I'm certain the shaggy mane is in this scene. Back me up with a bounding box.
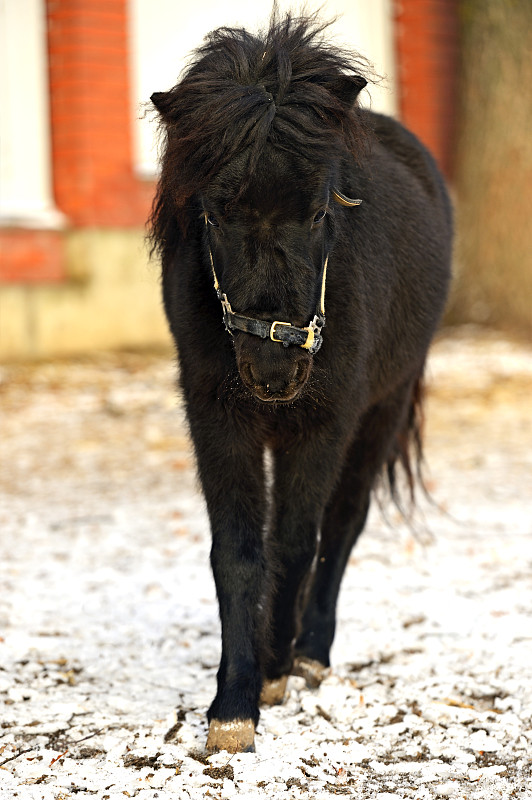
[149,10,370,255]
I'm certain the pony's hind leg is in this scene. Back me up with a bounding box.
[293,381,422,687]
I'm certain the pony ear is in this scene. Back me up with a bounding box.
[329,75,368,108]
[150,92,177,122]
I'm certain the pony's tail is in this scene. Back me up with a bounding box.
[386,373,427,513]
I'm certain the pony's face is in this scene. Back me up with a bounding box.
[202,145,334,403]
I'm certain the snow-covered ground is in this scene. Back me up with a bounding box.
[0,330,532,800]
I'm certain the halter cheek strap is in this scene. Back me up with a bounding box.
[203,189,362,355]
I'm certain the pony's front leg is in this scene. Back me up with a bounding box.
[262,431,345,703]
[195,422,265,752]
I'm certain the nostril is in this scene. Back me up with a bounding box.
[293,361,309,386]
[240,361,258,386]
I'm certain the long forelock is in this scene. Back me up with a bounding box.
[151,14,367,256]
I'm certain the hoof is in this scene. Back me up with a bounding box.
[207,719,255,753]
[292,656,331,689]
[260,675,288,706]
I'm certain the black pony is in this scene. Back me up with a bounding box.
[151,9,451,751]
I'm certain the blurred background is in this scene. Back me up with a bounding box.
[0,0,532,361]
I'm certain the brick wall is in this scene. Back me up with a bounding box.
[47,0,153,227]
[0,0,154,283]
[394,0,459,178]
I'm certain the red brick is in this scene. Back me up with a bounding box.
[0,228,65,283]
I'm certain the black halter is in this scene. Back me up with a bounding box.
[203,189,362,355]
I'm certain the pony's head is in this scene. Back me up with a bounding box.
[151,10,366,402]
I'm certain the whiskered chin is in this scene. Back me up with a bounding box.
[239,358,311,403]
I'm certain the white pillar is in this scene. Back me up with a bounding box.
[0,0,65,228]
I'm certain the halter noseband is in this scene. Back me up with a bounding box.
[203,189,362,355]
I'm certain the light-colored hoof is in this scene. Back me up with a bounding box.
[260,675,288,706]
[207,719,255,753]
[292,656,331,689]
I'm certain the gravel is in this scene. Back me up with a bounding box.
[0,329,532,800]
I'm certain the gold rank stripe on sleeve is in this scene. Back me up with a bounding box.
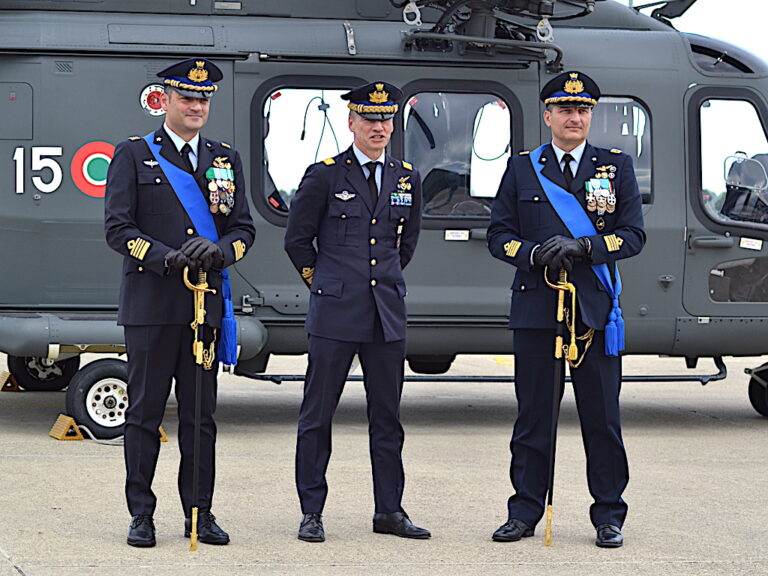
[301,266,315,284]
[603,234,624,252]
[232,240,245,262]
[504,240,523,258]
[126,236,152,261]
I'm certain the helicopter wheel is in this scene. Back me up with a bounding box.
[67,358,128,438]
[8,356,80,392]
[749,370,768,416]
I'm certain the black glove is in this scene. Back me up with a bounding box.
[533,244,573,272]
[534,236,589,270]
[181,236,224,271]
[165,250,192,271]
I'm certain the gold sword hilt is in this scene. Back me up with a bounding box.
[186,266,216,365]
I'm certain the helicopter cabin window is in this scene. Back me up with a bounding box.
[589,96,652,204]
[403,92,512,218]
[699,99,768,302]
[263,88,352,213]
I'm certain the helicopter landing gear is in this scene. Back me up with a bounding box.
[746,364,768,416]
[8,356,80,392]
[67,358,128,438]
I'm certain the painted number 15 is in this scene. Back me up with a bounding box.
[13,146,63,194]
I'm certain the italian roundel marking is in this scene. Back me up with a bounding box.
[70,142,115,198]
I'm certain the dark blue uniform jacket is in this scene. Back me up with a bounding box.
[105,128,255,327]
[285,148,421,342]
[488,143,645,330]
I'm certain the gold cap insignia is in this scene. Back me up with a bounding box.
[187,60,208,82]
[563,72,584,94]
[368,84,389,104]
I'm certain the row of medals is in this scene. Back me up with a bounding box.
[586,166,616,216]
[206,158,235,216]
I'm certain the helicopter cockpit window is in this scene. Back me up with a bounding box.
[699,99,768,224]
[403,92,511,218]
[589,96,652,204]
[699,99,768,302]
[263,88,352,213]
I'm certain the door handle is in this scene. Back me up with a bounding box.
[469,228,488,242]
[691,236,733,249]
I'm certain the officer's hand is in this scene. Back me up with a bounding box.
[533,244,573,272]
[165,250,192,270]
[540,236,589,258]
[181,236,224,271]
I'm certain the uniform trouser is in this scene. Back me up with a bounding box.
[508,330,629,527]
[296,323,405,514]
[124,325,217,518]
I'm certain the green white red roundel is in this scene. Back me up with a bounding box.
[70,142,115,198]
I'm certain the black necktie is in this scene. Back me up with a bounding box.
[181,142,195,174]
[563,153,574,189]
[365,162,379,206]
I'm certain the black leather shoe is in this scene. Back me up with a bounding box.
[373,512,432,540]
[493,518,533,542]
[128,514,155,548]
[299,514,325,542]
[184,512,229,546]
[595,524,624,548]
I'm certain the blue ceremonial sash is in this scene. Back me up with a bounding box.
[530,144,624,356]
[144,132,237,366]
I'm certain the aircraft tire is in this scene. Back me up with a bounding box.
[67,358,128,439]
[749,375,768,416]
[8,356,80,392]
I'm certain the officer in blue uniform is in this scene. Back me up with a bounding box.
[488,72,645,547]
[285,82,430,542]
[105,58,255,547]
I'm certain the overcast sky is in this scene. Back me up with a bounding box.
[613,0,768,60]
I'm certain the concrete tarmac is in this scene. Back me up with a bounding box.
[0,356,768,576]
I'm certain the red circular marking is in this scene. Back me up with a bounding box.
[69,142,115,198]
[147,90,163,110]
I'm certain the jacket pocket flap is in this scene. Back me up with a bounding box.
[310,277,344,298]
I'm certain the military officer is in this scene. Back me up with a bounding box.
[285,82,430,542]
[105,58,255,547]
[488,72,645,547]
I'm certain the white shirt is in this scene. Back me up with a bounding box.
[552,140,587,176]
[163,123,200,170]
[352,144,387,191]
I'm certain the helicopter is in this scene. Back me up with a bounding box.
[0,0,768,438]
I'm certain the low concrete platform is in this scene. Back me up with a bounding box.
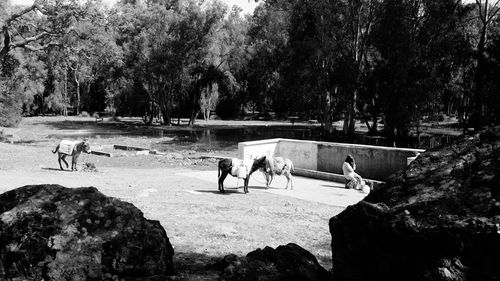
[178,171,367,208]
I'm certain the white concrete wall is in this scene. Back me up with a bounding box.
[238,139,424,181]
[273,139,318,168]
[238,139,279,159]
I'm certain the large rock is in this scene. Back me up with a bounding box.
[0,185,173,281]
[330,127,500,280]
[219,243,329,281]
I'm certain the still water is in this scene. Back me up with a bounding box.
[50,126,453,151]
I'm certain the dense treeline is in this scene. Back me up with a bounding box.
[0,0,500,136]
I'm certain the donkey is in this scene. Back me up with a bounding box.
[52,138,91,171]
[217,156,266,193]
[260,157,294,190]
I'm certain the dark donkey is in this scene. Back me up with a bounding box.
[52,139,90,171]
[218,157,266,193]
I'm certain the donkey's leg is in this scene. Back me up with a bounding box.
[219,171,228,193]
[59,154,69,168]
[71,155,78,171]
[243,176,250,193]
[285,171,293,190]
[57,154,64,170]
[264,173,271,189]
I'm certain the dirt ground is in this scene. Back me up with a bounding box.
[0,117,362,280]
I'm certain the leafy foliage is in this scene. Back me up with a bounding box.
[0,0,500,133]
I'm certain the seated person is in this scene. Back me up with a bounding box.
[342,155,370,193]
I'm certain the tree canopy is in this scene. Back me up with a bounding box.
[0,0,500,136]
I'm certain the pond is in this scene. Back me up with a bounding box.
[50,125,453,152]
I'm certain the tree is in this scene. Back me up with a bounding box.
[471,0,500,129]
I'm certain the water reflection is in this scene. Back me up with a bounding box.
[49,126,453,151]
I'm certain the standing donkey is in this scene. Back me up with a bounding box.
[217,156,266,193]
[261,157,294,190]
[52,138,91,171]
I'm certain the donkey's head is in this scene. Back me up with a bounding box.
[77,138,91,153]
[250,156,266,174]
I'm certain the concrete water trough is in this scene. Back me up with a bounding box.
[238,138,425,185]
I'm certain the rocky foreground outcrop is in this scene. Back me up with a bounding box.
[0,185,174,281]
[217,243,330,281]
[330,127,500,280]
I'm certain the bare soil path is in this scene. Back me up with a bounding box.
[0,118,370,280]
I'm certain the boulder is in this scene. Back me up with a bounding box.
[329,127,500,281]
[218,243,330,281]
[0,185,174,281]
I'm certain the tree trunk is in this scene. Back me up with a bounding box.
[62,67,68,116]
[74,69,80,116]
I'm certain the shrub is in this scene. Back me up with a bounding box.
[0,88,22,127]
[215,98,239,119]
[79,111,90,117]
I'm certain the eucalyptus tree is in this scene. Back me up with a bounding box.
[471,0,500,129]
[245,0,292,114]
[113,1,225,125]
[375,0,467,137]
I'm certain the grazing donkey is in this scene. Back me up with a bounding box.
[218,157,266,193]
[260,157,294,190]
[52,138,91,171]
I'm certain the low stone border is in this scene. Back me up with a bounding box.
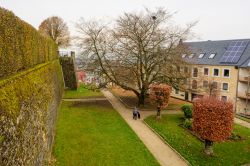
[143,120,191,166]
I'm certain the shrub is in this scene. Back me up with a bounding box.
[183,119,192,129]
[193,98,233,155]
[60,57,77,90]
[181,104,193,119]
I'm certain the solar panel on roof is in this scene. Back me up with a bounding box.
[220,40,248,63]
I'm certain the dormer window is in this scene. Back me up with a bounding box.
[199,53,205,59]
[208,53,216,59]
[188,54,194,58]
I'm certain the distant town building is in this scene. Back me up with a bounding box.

=== GIVEN PROBLEM ===
Write out again the part of the items that opens with the line containing "I'm certain the dirt" and closes with the line containing "[0,0,500,133]", requests included, adding -71 to every bounding-box coordinate in its answers.

=== FINISHED EXERCISE ===
I'm certain the dirt ground is in this scene. Back me up with a bounding box.
[-71,46,291,209]
I'm certain the leafy foliage is in this scene. Back me up with a bounding box.
[-71,-71,429,62]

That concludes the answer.